WHAT YOU NEED TO DO
Going line by line through the data below, report how many lines include the word "trace", with nothing added.

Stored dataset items

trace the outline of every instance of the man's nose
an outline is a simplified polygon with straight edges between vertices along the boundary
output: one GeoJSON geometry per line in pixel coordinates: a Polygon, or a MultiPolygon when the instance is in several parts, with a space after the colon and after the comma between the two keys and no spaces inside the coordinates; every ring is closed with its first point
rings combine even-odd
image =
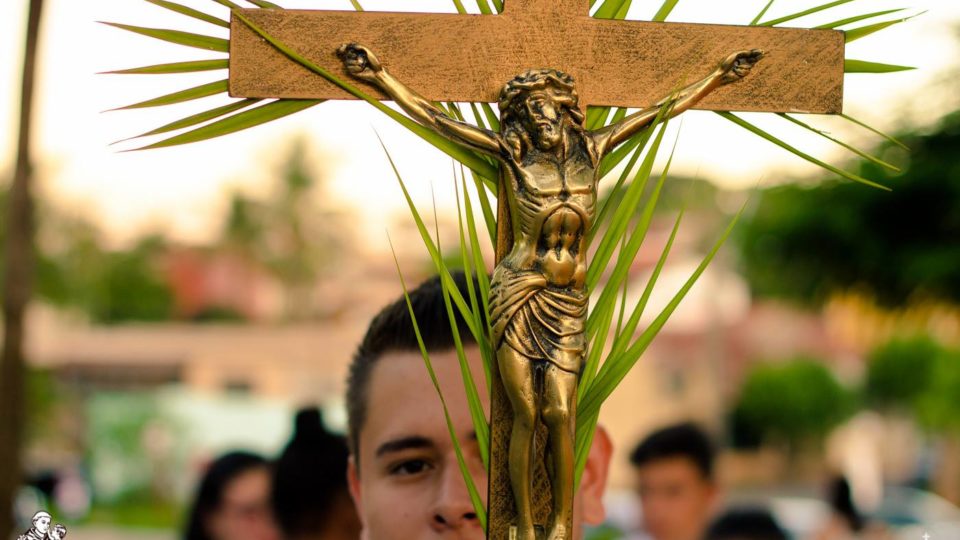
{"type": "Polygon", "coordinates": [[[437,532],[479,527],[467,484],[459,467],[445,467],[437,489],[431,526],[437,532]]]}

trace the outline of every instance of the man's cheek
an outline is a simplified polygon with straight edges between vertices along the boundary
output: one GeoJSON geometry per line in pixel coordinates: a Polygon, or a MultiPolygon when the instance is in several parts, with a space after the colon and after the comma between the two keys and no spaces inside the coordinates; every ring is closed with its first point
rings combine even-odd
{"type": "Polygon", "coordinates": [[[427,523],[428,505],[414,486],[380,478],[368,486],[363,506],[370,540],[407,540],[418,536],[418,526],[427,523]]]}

--

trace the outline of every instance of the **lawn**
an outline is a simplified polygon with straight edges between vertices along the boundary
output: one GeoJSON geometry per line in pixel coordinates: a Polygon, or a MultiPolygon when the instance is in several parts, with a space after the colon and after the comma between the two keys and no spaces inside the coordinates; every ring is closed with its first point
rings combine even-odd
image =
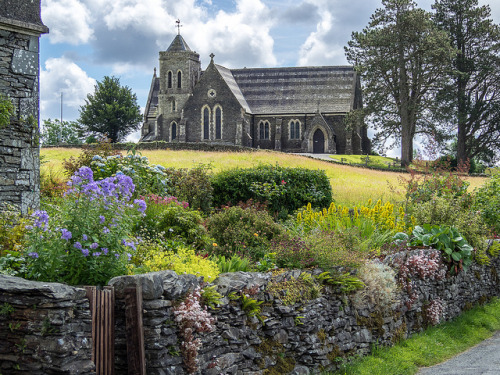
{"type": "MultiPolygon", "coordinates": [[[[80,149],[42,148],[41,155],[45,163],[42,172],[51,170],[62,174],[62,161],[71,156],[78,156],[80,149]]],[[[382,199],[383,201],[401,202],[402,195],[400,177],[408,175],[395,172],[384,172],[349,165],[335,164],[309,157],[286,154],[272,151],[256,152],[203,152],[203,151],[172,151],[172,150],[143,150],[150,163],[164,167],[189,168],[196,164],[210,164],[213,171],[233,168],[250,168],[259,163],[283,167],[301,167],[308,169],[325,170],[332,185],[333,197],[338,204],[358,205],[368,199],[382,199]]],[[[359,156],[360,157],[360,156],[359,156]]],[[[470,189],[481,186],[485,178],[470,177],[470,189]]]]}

==

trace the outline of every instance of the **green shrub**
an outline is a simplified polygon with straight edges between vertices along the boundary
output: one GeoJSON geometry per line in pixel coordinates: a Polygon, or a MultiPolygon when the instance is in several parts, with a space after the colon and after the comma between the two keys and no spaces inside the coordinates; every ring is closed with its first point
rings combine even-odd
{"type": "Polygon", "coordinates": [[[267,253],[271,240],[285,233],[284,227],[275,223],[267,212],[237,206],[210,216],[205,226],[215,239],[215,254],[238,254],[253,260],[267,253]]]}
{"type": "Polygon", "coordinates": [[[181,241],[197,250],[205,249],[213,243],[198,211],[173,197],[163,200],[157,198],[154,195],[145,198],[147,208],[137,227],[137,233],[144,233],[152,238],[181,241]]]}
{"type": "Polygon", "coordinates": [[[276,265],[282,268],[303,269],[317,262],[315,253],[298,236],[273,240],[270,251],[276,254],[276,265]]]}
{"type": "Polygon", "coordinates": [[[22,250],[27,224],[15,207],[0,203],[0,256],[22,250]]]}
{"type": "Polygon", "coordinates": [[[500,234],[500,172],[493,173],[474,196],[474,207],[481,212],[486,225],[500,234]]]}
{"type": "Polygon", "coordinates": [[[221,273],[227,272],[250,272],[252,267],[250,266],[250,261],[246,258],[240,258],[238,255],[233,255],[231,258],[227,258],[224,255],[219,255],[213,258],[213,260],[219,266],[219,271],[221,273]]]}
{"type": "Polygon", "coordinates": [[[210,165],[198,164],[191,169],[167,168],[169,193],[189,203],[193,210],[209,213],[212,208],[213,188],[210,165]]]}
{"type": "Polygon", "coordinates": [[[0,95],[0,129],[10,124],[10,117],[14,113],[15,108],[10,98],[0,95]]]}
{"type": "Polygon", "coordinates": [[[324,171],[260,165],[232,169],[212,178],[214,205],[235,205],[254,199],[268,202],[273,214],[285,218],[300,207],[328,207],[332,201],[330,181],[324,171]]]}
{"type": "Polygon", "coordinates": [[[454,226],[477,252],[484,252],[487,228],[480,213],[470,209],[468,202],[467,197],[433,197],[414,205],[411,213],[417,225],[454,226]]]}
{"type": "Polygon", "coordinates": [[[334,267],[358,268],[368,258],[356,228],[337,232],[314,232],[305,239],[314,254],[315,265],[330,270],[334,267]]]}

RESPONSE TO THE EXERCISE
4